■ What to do:
a: Repeat word for word the part of the fitness app thread that opens with the words containing "It's a great" and closes with "community/id886061848?mt=8)".
b: In the fitness app thread, what will the upvote/downvote system do?
c: Carry on the forum thread about the fitness app from its last comment.

■ Supplied text:
What's interesting is that there is a lot of quality fitness content on
instagram, but it's difficult to find amidst the sea of butt shots, cats, meal
plans, etc. We've created a unique categorization system that allows users to
find exactly what they are looking for. Our upvote/downvote system will ensure
that only quality content will be pushed to the top.

Where there is good quality content, users of all skill levels will follow.
It's a great tool especially for beginners to expand their workout routine.
I'd love to get your feedback on the app.

------
kylered
Looks like a clone of [https://itunes.apple.com/us/app/throwdown-fitness-
community/...](https://itunes.apple.com/us/app/throwdown-fitness-
community/id886061848?mt=8)

------
rndstr
I'm surprised this went past the Play Store filter for using "MyApp is the
PopularApp for XYZ". I was under the impression you are not allowed to mention
popular apps you are competing with.

■ Recorded information:
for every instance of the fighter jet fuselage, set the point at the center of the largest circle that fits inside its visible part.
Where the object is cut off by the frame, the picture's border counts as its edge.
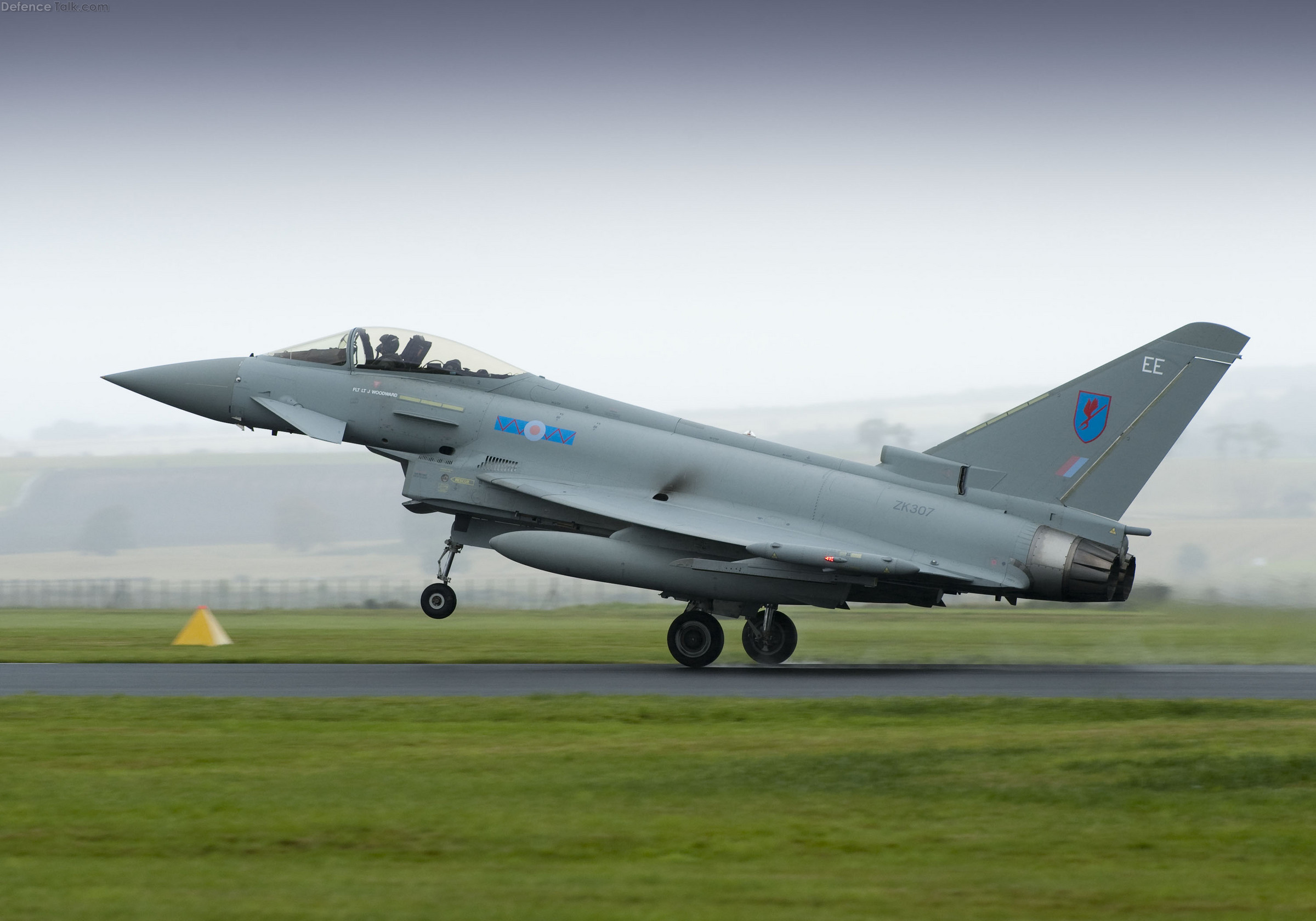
(570, 482)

■ Exercise responses:
a:
It's a great tool especially for beginners to expand their workout routine.
I'd love to get your feedback on the app.

------
kylered
Looks like a clone of [https://itunes.apple.com/us/app/throwdown-fitness-
community/...](https://itunes.apple.com/us/app/throwdown-fitness-
community/id886061848?mt=8)

b: It will make sure that only quality content is pushed to the top.

c:
------
mathieudargis
Hey Moezb, I first saw your app in one of Allen wong's fb post and I really
was impressed by it. It's great to see some apps made in Canada.

Keep up the good work!

------
ddw
Great idea! The ability to save videos to a "stack" is a genius feature
that'll help me mix it up at the gym.

Good luck!

------
misbah143
Looking forward for iOS version.

------
supercoder
Interesting you've gone Android first. Can make sense if you have a good
relationship with Google for a feature etc.

But the downside is Apple will certainly use it as a reason to not promote
your app in any new app features.